### WRITTEN EXERCISE 1
Return the passage of the forum thread below from "McCann grabs sensational" up to and including "on Saturday night.".

### QUOTED TEXT
================

I grew up watching MMA. We had a family in our church that was retired military from California and became a police officer in Atlanta so they moved here. We couldn’t afford satellite tv back in those days and he was a big Judo guy and would record the fights on VHS and give them to me. My business partner trains in some sort of jujutsu or something every week. It’s nothing but grappling type. About once a month he has a broken finger or shoulder jacked up or something. He’s my age (45) and I’d hate to see some young punk back him in a corner. If you’d meet him he looks like an average under weight guy. But he will tie you up in a pretzel and having you asking for mommy. He’s showed me a thing or three but it’s just not my thing. The amount of cardio those guys have is amazing.


----------



## BornToHuntAndFish (Mar 20, 2022)

Pimblett not happy with Mark Zuckerberg. 

Molly McCann wins with spinning back elbow KO.  (UK's Meatball Mollie)



ESPN MMA: 

McCann grabs sensational win behind spinning elbow KO 

Sat, March 19, 2022



Gateway Pundit: 

WATCH: UFC Star Paddy Pimblett Challenges ‘Lizard’ Mark Zuckerberg to Fight After His Latest Win, Says He Would ‘Punch His Head In’

March 20, 2022 at 1:20pm


> Pimblett issued the challenge after defeating Rodrigo Vargas at UFC Fight Night: Volkov vs. Aspinall on Saturday night.


----------



## Danuwoa (Mar 20, 2022)

BornToHuntAndFish said:


> Pimblett not happy with Mark Zuckerberg.
> 
> Molly McCann wins with spinning back elbow KO.  (UK's Meatball Mollie)
> 
> ...


I can’t decide what I think about Pimblett.  He kind of seems like a gimmick to me.  He seems like a Conor wannabe.


----------



## Silver Britches (Mar 20, 2022)

================

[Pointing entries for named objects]

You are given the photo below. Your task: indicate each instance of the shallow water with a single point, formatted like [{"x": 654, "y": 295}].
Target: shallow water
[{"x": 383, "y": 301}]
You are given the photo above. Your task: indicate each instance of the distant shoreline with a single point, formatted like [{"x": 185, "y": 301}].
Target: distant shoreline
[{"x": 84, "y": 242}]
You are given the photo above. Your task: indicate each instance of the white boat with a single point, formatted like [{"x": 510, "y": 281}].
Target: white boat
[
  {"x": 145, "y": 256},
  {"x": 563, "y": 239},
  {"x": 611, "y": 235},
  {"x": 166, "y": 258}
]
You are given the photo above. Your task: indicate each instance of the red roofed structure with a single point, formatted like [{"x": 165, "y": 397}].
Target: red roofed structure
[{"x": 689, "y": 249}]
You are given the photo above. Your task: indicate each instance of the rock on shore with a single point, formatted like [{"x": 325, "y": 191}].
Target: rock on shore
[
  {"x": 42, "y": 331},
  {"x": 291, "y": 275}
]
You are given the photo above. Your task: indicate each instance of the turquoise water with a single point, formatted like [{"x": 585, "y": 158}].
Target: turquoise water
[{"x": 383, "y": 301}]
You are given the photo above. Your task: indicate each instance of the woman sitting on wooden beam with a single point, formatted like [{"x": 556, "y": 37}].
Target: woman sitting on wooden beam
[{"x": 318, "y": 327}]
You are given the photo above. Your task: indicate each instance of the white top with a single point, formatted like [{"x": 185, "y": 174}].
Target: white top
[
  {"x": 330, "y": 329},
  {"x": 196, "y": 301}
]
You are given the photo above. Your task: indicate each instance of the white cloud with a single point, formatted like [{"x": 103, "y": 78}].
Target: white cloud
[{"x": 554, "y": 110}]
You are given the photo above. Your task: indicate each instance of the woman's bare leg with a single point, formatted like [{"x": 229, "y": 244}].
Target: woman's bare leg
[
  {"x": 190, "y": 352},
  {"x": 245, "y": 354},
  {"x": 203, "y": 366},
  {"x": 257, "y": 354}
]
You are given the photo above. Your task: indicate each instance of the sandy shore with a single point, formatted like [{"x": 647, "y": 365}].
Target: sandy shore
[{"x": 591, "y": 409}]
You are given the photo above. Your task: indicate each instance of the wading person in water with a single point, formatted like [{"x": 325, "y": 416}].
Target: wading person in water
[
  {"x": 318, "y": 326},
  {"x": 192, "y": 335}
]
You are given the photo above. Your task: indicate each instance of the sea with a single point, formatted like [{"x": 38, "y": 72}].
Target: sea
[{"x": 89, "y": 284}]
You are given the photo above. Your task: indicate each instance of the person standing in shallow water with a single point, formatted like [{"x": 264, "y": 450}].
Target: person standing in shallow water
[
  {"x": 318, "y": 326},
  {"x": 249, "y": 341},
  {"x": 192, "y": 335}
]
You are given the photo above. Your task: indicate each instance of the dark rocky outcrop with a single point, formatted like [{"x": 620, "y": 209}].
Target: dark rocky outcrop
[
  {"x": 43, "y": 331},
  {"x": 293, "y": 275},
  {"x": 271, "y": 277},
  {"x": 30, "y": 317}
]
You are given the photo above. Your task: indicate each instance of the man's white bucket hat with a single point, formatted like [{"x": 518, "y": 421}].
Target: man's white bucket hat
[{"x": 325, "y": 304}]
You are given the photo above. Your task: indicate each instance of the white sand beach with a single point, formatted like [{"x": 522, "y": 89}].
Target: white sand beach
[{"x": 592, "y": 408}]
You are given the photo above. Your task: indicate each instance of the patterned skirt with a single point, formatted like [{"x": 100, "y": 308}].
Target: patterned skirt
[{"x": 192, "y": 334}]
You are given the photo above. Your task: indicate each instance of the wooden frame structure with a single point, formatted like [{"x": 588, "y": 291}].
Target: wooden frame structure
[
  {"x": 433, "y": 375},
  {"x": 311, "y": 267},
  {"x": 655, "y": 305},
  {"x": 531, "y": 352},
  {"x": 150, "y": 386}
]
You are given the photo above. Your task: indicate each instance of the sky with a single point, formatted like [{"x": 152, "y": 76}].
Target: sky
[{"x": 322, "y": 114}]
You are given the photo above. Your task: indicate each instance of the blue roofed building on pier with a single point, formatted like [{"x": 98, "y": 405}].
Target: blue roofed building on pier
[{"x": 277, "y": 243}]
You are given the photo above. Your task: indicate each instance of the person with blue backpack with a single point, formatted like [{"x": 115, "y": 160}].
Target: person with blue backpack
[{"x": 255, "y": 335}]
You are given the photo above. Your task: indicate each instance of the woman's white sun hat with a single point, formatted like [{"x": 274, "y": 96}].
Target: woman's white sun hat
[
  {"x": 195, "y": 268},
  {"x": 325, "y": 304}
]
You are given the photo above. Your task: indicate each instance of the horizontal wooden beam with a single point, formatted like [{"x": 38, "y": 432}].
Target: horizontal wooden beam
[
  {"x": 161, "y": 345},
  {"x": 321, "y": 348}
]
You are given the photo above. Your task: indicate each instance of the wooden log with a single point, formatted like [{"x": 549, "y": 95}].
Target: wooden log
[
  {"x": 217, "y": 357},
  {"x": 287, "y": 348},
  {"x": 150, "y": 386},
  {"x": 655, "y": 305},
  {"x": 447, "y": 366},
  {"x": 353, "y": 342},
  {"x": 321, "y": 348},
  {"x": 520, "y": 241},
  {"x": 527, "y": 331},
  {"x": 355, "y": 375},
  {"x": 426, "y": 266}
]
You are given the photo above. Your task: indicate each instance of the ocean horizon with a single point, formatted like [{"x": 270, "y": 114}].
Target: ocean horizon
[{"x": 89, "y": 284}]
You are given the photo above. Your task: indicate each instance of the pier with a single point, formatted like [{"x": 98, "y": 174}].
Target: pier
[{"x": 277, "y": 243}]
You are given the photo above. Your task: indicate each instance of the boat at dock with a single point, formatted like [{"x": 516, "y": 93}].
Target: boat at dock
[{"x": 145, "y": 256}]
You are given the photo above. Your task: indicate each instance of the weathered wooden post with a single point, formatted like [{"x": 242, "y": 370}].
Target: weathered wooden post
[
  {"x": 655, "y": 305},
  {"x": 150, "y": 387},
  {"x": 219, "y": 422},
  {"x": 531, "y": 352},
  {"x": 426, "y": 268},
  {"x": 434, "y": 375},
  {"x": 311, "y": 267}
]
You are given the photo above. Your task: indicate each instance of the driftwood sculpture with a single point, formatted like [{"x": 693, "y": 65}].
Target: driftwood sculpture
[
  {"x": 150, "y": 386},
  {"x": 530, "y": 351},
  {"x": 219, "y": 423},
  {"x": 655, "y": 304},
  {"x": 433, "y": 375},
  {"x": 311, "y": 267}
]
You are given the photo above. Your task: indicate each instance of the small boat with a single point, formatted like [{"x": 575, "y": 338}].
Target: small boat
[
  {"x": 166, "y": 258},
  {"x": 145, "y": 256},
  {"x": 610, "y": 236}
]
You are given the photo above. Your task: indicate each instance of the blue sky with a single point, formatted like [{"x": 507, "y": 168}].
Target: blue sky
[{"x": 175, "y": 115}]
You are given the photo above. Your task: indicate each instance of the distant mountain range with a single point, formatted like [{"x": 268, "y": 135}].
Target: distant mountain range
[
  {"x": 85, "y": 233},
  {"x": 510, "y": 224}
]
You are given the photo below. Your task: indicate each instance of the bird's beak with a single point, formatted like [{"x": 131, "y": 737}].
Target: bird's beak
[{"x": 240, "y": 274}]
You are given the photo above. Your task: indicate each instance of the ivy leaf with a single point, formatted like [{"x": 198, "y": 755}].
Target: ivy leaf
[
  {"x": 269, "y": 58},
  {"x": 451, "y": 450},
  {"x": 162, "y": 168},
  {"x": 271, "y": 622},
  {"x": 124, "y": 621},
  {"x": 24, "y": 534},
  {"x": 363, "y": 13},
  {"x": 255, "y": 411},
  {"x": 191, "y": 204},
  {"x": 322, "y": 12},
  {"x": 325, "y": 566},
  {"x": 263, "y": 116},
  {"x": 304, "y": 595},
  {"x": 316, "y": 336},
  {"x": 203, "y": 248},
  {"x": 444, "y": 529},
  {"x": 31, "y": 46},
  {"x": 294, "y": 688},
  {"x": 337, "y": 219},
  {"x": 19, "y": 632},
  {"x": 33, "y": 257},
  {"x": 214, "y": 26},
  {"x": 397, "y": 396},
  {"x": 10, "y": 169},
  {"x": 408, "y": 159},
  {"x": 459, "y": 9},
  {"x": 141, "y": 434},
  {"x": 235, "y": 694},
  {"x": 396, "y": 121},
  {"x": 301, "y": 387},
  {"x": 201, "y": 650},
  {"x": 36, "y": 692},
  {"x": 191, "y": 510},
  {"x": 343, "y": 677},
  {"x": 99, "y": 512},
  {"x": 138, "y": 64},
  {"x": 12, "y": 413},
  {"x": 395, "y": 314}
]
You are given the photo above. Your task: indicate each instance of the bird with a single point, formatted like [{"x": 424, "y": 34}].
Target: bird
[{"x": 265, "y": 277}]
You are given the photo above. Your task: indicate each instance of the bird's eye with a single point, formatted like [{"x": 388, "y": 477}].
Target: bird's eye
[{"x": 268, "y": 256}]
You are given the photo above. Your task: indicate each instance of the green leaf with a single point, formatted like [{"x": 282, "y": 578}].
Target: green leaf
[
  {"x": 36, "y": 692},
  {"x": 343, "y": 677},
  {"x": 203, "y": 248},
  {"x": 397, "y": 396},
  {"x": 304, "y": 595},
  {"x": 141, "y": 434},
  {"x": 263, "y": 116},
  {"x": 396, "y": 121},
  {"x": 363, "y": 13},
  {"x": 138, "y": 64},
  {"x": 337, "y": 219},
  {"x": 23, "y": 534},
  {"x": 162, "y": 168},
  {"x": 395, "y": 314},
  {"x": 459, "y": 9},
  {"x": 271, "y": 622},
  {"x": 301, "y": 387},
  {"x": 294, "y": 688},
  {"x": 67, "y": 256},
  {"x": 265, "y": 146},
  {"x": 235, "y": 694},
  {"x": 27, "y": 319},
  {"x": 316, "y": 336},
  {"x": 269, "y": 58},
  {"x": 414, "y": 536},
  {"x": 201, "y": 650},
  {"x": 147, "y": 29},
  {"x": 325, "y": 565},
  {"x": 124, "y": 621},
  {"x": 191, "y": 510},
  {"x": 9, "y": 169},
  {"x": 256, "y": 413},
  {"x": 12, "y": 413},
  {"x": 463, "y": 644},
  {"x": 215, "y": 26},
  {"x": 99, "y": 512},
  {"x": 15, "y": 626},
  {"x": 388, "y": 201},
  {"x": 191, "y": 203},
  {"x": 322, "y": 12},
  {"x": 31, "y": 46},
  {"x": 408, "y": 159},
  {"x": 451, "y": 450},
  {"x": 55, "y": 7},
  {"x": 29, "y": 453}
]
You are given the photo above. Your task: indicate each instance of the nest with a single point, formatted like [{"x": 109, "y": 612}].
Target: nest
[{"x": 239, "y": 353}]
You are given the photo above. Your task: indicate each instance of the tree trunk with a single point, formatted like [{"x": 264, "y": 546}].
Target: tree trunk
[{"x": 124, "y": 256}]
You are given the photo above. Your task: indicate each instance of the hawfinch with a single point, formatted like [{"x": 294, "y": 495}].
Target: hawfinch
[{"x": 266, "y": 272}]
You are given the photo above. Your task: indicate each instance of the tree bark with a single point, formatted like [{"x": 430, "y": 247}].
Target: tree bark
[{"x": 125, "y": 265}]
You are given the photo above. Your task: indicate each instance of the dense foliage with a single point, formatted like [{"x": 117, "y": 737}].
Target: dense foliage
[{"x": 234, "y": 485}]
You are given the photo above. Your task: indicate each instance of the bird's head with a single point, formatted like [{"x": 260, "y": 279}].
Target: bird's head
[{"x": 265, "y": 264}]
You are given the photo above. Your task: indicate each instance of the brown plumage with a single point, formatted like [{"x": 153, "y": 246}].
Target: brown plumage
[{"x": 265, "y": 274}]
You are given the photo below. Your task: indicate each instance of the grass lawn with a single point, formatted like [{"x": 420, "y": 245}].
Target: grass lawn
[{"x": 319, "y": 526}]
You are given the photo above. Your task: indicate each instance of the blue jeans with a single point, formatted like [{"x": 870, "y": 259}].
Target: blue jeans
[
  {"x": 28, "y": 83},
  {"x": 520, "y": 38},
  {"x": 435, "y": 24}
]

================

### WRITTEN EXERCISE 2
Report each line in the listing above that contains the word "bark".

### TASK SOLUTION 1
McCann grabs sensational win behind spinning elbow KO 

Sat, March 19, 2022



Gateway Pundit: 

WATCH: UFC Star Paddy Pimblett Challenges ‘Lizard’ Mark Zuckerberg to Fight After His Latest Win, Says He Would ‘Punch His Head In’

March 20, 2022 at 1:20pm


> Pimblett issued the challenge after defeating Rodrigo Vargas at UFC Fight Night: Volkov vs. Aspinall on Saturday night.

### TASK SOLUTION 2
You are given the photo above. Your task: indicate each instance of the tree bark with a single point, formatted like [{"x": 430, "y": 247}].
Target: tree bark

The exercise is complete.